Source information ->
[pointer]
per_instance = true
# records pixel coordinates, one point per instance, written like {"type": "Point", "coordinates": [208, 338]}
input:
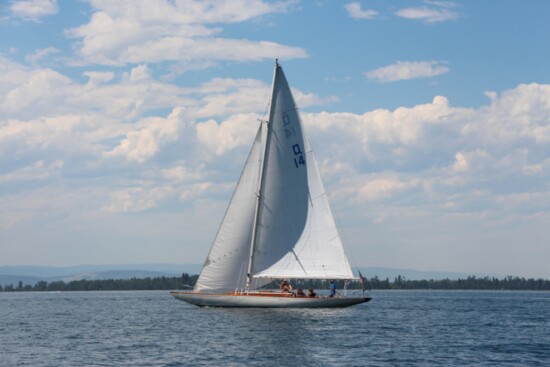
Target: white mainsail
{"type": "Point", "coordinates": [279, 223]}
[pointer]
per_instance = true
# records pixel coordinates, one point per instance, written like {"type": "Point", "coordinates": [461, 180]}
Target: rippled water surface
{"type": "Point", "coordinates": [397, 328]}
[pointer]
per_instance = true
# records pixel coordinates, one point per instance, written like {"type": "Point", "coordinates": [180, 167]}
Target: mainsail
{"type": "Point", "coordinates": [279, 223]}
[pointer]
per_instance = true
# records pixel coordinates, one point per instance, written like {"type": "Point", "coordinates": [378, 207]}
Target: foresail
{"type": "Point", "coordinates": [296, 233]}
{"type": "Point", "coordinates": [226, 265]}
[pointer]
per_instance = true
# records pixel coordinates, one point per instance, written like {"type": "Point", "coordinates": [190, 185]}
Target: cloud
{"type": "Point", "coordinates": [33, 9]}
{"type": "Point", "coordinates": [439, 11]}
{"type": "Point", "coordinates": [40, 54]}
{"type": "Point", "coordinates": [354, 10]}
{"type": "Point", "coordinates": [177, 31]}
{"type": "Point", "coordinates": [404, 70]}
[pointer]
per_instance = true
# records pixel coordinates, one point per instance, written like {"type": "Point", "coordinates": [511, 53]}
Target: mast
{"type": "Point", "coordinates": [262, 179]}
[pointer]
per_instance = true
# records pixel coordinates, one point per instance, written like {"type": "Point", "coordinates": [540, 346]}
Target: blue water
{"type": "Point", "coordinates": [397, 328]}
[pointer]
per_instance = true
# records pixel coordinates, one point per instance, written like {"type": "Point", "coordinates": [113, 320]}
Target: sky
{"type": "Point", "coordinates": [125, 125]}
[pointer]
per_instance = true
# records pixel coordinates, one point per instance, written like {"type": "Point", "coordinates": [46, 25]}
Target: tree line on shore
{"type": "Point", "coordinates": [186, 281]}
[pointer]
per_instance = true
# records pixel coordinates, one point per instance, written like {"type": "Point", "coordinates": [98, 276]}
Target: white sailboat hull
{"type": "Point", "coordinates": [265, 300]}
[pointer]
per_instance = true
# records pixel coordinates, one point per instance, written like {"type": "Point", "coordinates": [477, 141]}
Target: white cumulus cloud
{"type": "Point", "coordinates": [34, 9]}
{"type": "Point", "coordinates": [354, 10]}
{"type": "Point", "coordinates": [403, 70]}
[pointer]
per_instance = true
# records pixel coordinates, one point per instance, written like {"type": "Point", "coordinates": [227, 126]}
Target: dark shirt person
{"type": "Point", "coordinates": [285, 286]}
{"type": "Point", "coordinates": [332, 287]}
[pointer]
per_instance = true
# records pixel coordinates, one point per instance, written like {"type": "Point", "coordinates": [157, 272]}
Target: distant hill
{"type": "Point", "coordinates": [29, 274]}
{"type": "Point", "coordinates": [383, 273]}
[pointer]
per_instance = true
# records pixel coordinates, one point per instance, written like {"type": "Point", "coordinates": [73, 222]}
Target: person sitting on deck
{"type": "Point", "coordinates": [285, 286]}
{"type": "Point", "coordinates": [332, 287]}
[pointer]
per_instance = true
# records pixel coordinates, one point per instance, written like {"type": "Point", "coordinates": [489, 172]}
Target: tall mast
{"type": "Point", "coordinates": [262, 179]}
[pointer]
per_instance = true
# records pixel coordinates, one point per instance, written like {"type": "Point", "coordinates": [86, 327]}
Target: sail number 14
{"type": "Point", "coordinates": [298, 156]}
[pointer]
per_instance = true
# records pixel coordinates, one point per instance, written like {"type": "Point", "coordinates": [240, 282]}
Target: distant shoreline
{"type": "Point", "coordinates": [186, 281]}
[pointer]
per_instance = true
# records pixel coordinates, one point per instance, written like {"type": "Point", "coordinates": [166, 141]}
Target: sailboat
{"type": "Point", "coordinates": [278, 225]}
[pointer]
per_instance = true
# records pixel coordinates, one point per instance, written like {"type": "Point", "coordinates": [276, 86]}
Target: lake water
{"type": "Point", "coordinates": [397, 328]}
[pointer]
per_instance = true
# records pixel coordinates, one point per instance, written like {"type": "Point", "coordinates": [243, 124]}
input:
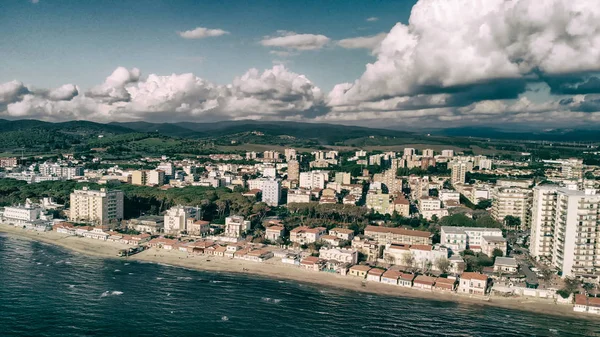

Task requirements -> Restate the listing above word for word. Leave the images out.

Written answer ->
[pointer]
per_instance = true
# records pixel coordinates, one point per instance, written like {"type": "Point", "coordinates": [208, 338]}
input:
Target: white mainsail
{"type": "Point", "coordinates": [279, 223]}
[pointer]
per_instance = true
# records pixel coordinates, one point per instance, written like {"type": "Point", "coordinates": [461, 180]}
Target: rippled water surface
{"type": "Point", "coordinates": [397, 328]}
[pointer]
per_instance = true
# records pixel coordinates, one point per instance, written like {"type": "Point", "coordinates": [180, 167]}
Target: mainsail
{"type": "Point", "coordinates": [279, 223]}
[pointer]
per_instance = true
# records pixel coordinates, one point per instance, written like {"type": "Point", "coordinates": [378, 207]}
Target: foresail
{"type": "Point", "coordinates": [296, 233]}
{"type": "Point", "coordinates": [226, 265]}
[pointer]
per_instance = true
# records pixel coordinates, one point per instance, written like {"type": "Point", "coordinates": [190, 185]}
Target: cloud
{"type": "Point", "coordinates": [33, 9]}
{"type": "Point", "coordinates": [439, 11]}
{"type": "Point", "coordinates": [40, 54]}
{"type": "Point", "coordinates": [354, 10]}
{"type": "Point", "coordinates": [177, 31]}
{"type": "Point", "coordinates": [404, 70]}
[pointer]
per_instance = true
# records pixel coordinates, one point per instance, written like {"type": "Point", "coordinates": [511, 53]}
Target: mast
{"type": "Point", "coordinates": [262, 179]}
[pointer]
per_instance = true
# records pixel coordinates, one point per instance, written like {"type": "Point", "coordinates": [540, 346]}
Target: blue water
{"type": "Point", "coordinates": [397, 328]}
[pointer]
per_instance = true
# records pixel coordinates, one point per instance, written like {"type": "Point", "coordinates": [113, 320]}
Target: sky
{"type": "Point", "coordinates": [125, 125]}
[pointer]
per_instance = true
# records pixel coordinates, one point per instance, written like {"type": "Point", "coordinates": [46, 25]}
Target: tree line on shore
{"type": "Point", "coordinates": [186, 281]}
[pointer]
per_instance = true
# records pixel coordinates, one point per instance, written like {"type": "Point", "coordinates": [98, 276]}
Target: white sailboat hull
{"type": "Point", "coordinates": [265, 300]}
[pointer]
per_instance = true
# records pixel coordinates, one point per instance, written like {"type": "Point", "coordinates": [477, 141]}
Target: white cumulus cloud
{"type": "Point", "coordinates": [34, 9]}
{"type": "Point", "coordinates": [354, 10]}
{"type": "Point", "coordinates": [403, 70]}
[pointer]
per_instance = true
# records pixel coordinates, one point per instance, written like {"type": "Point", "coordinates": [227, 126]}
Target: dark shirt person
{"type": "Point", "coordinates": [285, 286]}
{"type": "Point", "coordinates": [332, 287]}
[pointer]
per_instance = true
# records pixel coordinates, one point per instance, written like {"type": "Point", "coordinates": [157, 272]}
Target: distant hill
{"type": "Point", "coordinates": [29, 274]}
{"type": "Point", "coordinates": [383, 273]}
[pointer]
per_instance = true
# records pixel coordinates, one point per instance, written like {"type": "Point", "coordinates": [73, 222]}
Target: person sitting on deck
{"type": "Point", "coordinates": [285, 286]}
{"type": "Point", "coordinates": [332, 287]}
[pointer]
per_instance = true
# records pixel coordinates, one point per instance, written like {"type": "Point", "coordinates": [489, 172]}
Target: tall mast
{"type": "Point", "coordinates": [262, 179]}
[pointer]
per_instance = true
# records pixel coordinates, one point per instance, written like {"type": "Point", "coordinates": [86, 327]}
Target: sail number 14
{"type": "Point", "coordinates": [298, 156]}
[pointer]
per_instance = true
# records pixel coordinates, one point per instance, written like {"type": "Point", "coordinates": [240, 282]}
Target: distant shoreline
{"type": "Point", "coordinates": [186, 281]}
[pointer]
per_instance = true
# records pixel coordinates, one point per instance, written like {"type": "Point", "coordinates": [166, 141]}
Target: sailboat
{"type": "Point", "coordinates": [278, 225]}
[pointer]
per_instance = true
# records pixel coordinates, one point per instance, written like {"type": "Point", "coordinates": [276, 86]}
Target: lake water
{"type": "Point", "coordinates": [397, 328]}
[pointer]
per_instance = true
# records pixel coordinates, one point per instance, written like {"type": "Point", "coordinates": [243, 124]}
input:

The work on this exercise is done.